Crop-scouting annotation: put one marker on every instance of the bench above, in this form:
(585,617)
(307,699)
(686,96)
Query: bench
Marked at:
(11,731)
* * *
**Directions**. The answer should be all lines from the entries above that hold the word "bench".

**Answer for this exercise**.
Crop-scouting annotation: put one marker on every instance of the bench above, in this form:
Query: bench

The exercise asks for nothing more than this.